**Material for the task**
Start of Block

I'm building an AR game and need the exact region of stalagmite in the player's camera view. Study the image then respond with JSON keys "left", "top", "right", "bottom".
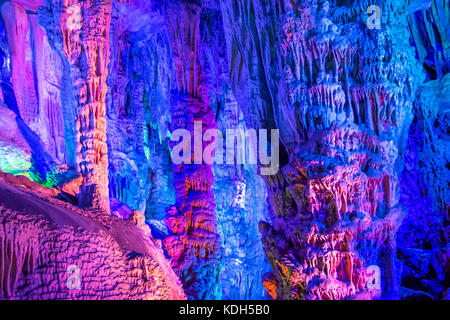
{"left": 0, "top": 0, "right": 447, "bottom": 301}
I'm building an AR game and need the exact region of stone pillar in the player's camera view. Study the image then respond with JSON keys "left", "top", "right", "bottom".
{"left": 49, "top": 0, "right": 112, "bottom": 212}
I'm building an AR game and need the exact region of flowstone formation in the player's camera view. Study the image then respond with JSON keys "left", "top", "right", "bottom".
{"left": 106, "top": 0, "right": 173, "bottom": 215}
{"left": 212, "top": 89, "right": 271, "bottom": 300}
{"left": 0, "top": 0, "right": 65, "bottom": 179}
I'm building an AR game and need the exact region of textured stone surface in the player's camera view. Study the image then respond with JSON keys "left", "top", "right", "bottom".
{"left": 219, "top": 0, "right": 439, "bottom": 300}
{"left": 396, "top": 0, "right": 449, "bottom": 300}
{"left": 40, "top": 0, "right": 113, "bottom": 213}
{"left": 0, "top": 0, "right": 65, "bottom": 179}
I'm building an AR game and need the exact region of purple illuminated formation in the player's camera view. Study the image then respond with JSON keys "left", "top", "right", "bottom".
{"left": 0, "top": 0, "right": 448, "bottom": 300}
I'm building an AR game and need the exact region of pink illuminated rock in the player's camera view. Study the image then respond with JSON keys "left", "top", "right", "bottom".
{"left": 130, "top": 210, "right": 152, "bottom": 238}
{"left": 1, "top": 2, "right": 38, "bottom": 125}
{"left": 0, "top": 169, "right": 60, "bottom": 197}
{"left": 61, "top": 174, "right": 83, "bottom": 197}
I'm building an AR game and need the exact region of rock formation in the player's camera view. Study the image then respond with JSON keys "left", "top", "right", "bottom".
{"left": 162, "top": 0, "right": 222, "bottom": 300}
{"left": 40, "top": 0, "right": 112, "bottom": 213}
{"left": 219, "top": 0, "right": 445, "bottom": 300}
{"left": 0, "top": 0, "right": 447, "bottom": 300}
{"left": 0, "top": 176, "right": 185, "bottom": 299}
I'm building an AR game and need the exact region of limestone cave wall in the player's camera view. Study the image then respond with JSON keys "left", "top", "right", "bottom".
{"left": 0, "top": 0, "right": 448, "bottom": 300}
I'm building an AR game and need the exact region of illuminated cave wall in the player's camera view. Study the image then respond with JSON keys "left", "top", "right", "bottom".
{"left": 0, "top": 0, "right": 448, "bottom": 300}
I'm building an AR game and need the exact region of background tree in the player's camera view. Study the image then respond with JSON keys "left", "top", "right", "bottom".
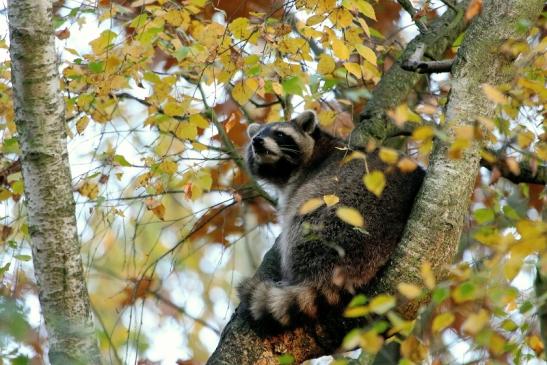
{"left": 0, "top": 0, "right": 545, "bottom": 364}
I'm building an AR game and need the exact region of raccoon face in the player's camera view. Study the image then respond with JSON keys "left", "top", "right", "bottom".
{"left": 246, "top": 111, "right": 318, "bottom": 185}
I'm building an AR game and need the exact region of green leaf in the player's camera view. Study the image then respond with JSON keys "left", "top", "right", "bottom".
{"left": 88, "top": 61, "right": 105, "bottom": 74}
{"left": 14, "top": 255, "right": 31, "bottom": 262}
{"left": 278, "top": 354, "right": 294, "bottom": 365}
{"left": 113, "top": 155, "right": 131, "bottom": 167}
{"left": 474, "top": 208, "right": 495, "bottom": 224}
{"left": 282, "top": 76, "right": 304, "bottom": 96}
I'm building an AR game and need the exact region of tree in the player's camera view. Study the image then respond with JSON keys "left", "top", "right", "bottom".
{"left": 0, "top": 0, "right": 545, "bottom": 364}
{"left": 6, "top": 0, "right": 101, "bottom": 364}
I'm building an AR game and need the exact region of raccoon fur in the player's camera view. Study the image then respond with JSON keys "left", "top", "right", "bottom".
{"left": 239, "top": 111, "right": 425, "bottom": 326}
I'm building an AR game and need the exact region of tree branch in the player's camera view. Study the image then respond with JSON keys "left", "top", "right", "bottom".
{"left": 397, "top": 0, "right": 429, "bottom": 34}
{"left": 350, "top": 0, "right": 470, "bottom": 146}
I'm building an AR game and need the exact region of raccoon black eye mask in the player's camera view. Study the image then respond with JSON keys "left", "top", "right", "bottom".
{"left": 239, "top": 110, "right": 425, "bottom": 326}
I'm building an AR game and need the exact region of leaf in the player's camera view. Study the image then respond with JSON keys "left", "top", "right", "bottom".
{"left": 323, "top": 194, "right": 339, "bottom": 206}
{"left": 363, "top": 171, "right": 386, "bottom": 197}
{"left": 336, "top": 207, "right": 364, "bottom": 227}
{"left": 89, "top": 30, "right": 117, "bottom": 54}
{"left": 175, "top": 122, "right": 198, "bottom": 140}
{"left": 317, "top": 54, "right": 336, "bottom": 74}
{"left": 232, "top": 79, "right": 258, "bottom": 104}
{"left": 355, "top": 44, "right": 377, "bottom": 65}
{"left": 356, "top": 1, "right": 376, "bottom": 20}
{"left": 164, "top": 101, "right": 185, "bottom": 117}
{"left": 113, "top": 155, "right": 131, "bottom": 167}
{"left": 474, "top": 208, "right": 495, "bottom": 224}
{"left": 420, "top": 261, "right": 436, "bottom": 289}
{"left": 452, "top": 281, "right": 478, "bottom": 303}
{"left": 332, "top": 39, "right": 350, "bottom": 60}
{"left": 359, "top": 330, "right": 384, "bottom": 354}
{"left": 189, "top": 114, "right": 209, "bottom": 129}
{"left": 278, "top": 354, "right": 294, "bottom": 365}
{"left": 158, "top": 160, "right": 178, "bottom": 175}
{"left": 14, "top": 255, "right": 31, "bottom": 262}
{"left": 432, "top": 312, "right": 455, "bottom": 332}
{"left": 461, "top": 309, "right": 489, "bottom": 335}
{"left": 344, "top": 62, "right": 362, "bottom": 78}
{"left": 344, "top": 305, "right": 370, "bottom": 318}
{"left": 379, "top": 148, "right": 398, "bottom": 165}
{"left": 76, "top": 116, "right": 89, "bottom": 134}
{"left": 282, "top": 76, "right": 304, "bottom": 96}
{"left": 369, "top": 294, "right": 396, "bottom": 314}
{"left": 397, "top": 157, "right": 418, "bottom": 173}
{"left": 482, "top": 84, "right": 509, "bottom": 105}
{"left": 397, "top": 283, "right": 422, "bottom": 299}
{"left": 299, "top": 198, "right": 324, "bottom": 215}
{"left": 78, "top": 182, "right": 99, "bottom": 199}
{"left": 412, "top": 126, "right": 435, "bottom": 141}
{"left": 145, "top": 199, "right": 165, "bottom": 220}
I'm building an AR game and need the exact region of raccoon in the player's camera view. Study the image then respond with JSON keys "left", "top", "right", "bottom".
{"left": 239, "top": 111, "right": 424, "bottom": 326}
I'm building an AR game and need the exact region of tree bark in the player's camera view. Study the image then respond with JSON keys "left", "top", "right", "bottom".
{"left": 207, "top": 0, "right": 543, "bottom": 364}
{"left": 8, "top": 1, "right": 102, "bottom": 364}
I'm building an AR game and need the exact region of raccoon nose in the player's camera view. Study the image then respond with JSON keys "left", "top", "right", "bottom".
{"left": 252, "top": 136, "right": 265, "bottom": 148}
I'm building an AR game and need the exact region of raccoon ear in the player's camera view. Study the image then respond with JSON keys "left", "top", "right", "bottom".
{"left": 292, "top": 110, "right": 317, "bottom": 134}
{"left": 247, "top": 123, "right": 262, "bottom": 138}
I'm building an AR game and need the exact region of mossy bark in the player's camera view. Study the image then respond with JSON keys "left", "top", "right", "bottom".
{"left": 207, "top": 1, "right": 543, "bottom": 364}
{"left": 8, "top": 1, "right": 102, "bottom": 364}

End of Block

**Problem statement**
From the first line to the last, return the material above exactly, apart from the pictures.

**Response to this exercise**
I'm building an AR game and need the exact region of stalagmite in the player's camera view. Study the image then respond with JSON keys "left", "top", "right", "bottom".
{"left": 0, "top": 0, "right": 447, "bottom": 301}
I'm building an AR game and need the exact region of stone pillar in the player's camera view. Study the image then respond with JSON keys "left", "top", "right", "bottom".
{"left": 49, "top": 0, "right": 112, "bottom": 212}
I'm building an AR game and need the exact region of flowstone formation in the player's camera view. Study the image then respond with JSON keys "left", "top", "right", "bottom".
{"left": 106, "top": 0, "right": 173, "bottom": 215}
{"left": 212, "top": 89, "right": 271, "bottom": 300}
{"left": 0, "top": 0, "right": 65, "bottom": 179}
I'm building an AR game and need the exact region of textured stone surface in the player's camera view. Study the image then respond with JSON keys "left", "top", "right", "bottom".
{"left": 219, "top": 0, "right": 439, "bottom": 300}
{"left": 396, "top": 0, "right": 449, "bottom": 300}
{"left": 40, "top": 0, "right": 113, "bottom": 213}
{"left": 0, "top": 0, "right": 65, "bottom": 179}
I'm building an AR game and need the exact region of purple illuminated formation in the player's camera view. Study the image then respond with JSON keys "left", "top", "right", "bottom".
{"left": 0, "top": 0, "right": 448, "bottom": 300}
I'm building an AR game and need the exact region of pink illuminated rock in the player's camera view. Study the image then respond with JSON keys "left", "top", "right", "bottom".
{"left": 130, "top": 210, "right": 152, "bottom": 238}
{"left": 1, "top": 2, "right": 38, "bottom": 125}
{"left": 0, "top": 169, "right": 60, "bottom": 197}
{"left": 61, "top": 174, "right": 83, "bottom": 197}
I'm building an AR game and need the exact region of rock formation in the player's camera view. Study the image then respond with JSON keys "left", "top", "right", "bottom".
{"left": 162, "top": 0, "right": 222, "bottom": 300}
{"left": 40, "top": 0, "right": 112, "bottom": 213}
{"left": 219, "top": 0, "right": 445, "bottom": 300}
{"left": 0, "top": 0, "right": 447, "bottom": 300}
{"left": 0, "top": 176, "right": 185, "bottom": 299}
I'm building an AR game and need the exact region of limestone cave wall in the player's camera view. Study the image then respond with JSON keys "left", "top", "right", "bottom".
{"left": 0, "top": 0, "right": 448, "bottom": 300}
I'm building an AR game and need the exact region of illuminated cave wall in the player's camera view. Study the image then respond with JSON keys "left", "top", "right", "bottom".
{"left": 0, "top": 0, "right": 448, "bottom": 300}
I'm building an AR game and need the exact region of background tree in the player's camera view. Study the image then respond with JSON keys "left", "top", "right", "bottom".
{"left": 0, "top": 0, "right": 545, "bottom": 364}
I'm building an AR game and need the exact region of raccoon face in the player's camera view. Study the image then respond with JSON keys "left", "top", "right", "bottom".
{"left": 246, "top": 111, "right": 318, "bottom": 185}
I'm building an AR game and need the exact region of green leaf in the player's camera view. Study the image then respond with JSON keys "left", "top", "right", "bottom".
{"left": 88, "top": 61, "right": 105, "bottom": 74}
{"left": 14, "top": 255, "right": 31, "bottom": 262}
{"left": 278, "top": 354, "right": 294, "bottom": 365}
{"left": 113, "top": 155, "right": 131, "bottom": 167}
{"left": 474, "top": 208, "right": 495, "bottom": 224}
{"left": 282, "top": 76, "right": 304, "bottom": 96}
I'm building an AR game and need the exact region of tree in the player's camera view. Study the image then respond with JSON keys "left", "top", "right", "bottom".
{"left": 0, "top": 0, "right": 545, "bottom": 364}
{"left": 6, "top": 0, "right": 101, "bottom": 364}
I'm building an AR game and need the exact region of raccoon fur in the player's camera view. Study the image then respond with JSON keys "left", "top", "right", "bottom".
{"left": 239, "top": 111, "right": 425, "bottom": 326}
I'm building an AR game and need the exact region of tree branch in the player's camera view. Study the image then respond with JSON keys "left", "top", "right", "bottom".
{"left": 397, "top": 0, "right": 429, "bottom": 34}
{"left": 350, "top": 0, "right": 470, "bottom": 146}
I'm building an AR game and need the exact region of raccoon black eye mask in the player's camera view. Study the image then respond with JSON keys "left", "top", "right", "bottom".
{"left": 239, "top": 110, "right": 425, "bottom": 326}
I'm building an AR game and need the exact region of leaf in the player's camera view. Study the image then respond with JSON keys "left", "top", "right", "bottom".
{"left": 323, "top": 194, "right": 339, "bottom": 206}
{"left": 363, "top": 171, "right": 386, "bottom": 197}
{"left": 336, "top": 207, "right": 364, "bottom": 227}
{"left": 89, "top": 30, "right": 117, "bottom": 54}
{"left": 175, "top": 122, "right": 198, "bottom": 140}
{"left": 317, "top": 54, "right": 336, "bottom": 74}
{"left": 232, "top": 79, "right": 258, "bottom": 104}
{"left": 355, "top": 44, "right": 377, "bottom": 65}
{"left": 356, "top": 1, "right": 376, "bottom": 20}
{"left": 164, "top": 101, "right": 185, "bottom": 117}
{"left": 113, "top": 155, "right": 131, "bottom": 167}
{"left": 474, "top": 208, "right": 495, "bottom": 224}
{"left": 420, "top": 261, "right": 436, "bottom": 289}
{"left": 452, "top": 281, "right": 478, "bottom": 303}
{"left": 332, "top": 39, "right": 350, "bottom": 60}
{"left": 359, "top": 330, "right": 384, "bottom": 354}
{"left": 189, "top": 114, "right": 209, "bottom": 129}
{"left": 278, "top": 354, "right": 294, "bottom": 365}
{"left": 158, "top": 160, "right": 178, "bottom": 175}
{"left": 14, "top": 255, "right": 31, "bottom": 262}
{"left": 432, "top": 312, "right": 455, "bottom": 332}
{"left": 461, "top": 309, "right": 489, "bottom": 335}
{"left": 344, "top": 62, "right": 362, "bottom": 78}
{"left": 344, "top": 305, "right": 370, "bottom": 318}
{"left": 379, "top": 148, "right": 398, "bottom": 165}
{"left": 76, "top": 116, "right": 89, "bottom": 134}
{"left": 282, "top": 76, "right": 304, "bottom": 96}
{"left": 369, "top": 294, "right": 396, "bottom": 314}
{"left": 397, "top": 157, "right": 418, "bottom": 173}
{"left": 482, "top": 84, "right": 509, "bottom": 105}
{"left": 397, "top": 283, "right": 422, "bottom": 299}
{"left": 299, "top": 198, "right": 324, "bottom": 215}
{"left": 78, "top": 182, "right": 99, "bottom": 199}
{"left": 412, "top": 126, "right": 435, "bottom": 141}
{"left": 145, "top": 199, "right": 165, "bottom": 220}
I'm building an AR game and need the exact region of raccoon in the player's camera view. Study the image then respond with JSON keys "left", "top", "right", "bottom".
{"left": 239, "top": 111, "right": 424, "bottom": 326}
I'm building an AR game and need the exact region of tree bark in the player's camera view. Study the image then respond with JSON keys "left", "top", "right", "bottom".
{"left": 207, "top": 0, "right": 543, "bottom": 364}
{"left": 8, "top": 1, "right": 102, "bottom": 364}
I'm building an AR game and need the exact region of raccoon nose in the player's camera view. Study the image then respond with JSON keys "left", "top", "right", "bottom".
{"left": 252, "top": 136, "right": 265, "bottom": 148}
I'm building an AR game and need the exact region of raccoon ear in the player's camera view. Study the image then respond with JSON keys "left", "top", "right", "bottom".
{"left": 292, "top": 110, "right": 317, "bottom": 134}
{"left": 247, "top": 123, "right": 262, "bottom": 138}
I'm building an AR game and need the exact region of mossy bark in the player's camera view. Study the image then respond with JSON keys "left", "top", "right", "bottom".
{"left": 207, "top": 1, "right": 543, "bottom": 364}
{"left": 8, "top": 1, "right": 102, "bottom": 364}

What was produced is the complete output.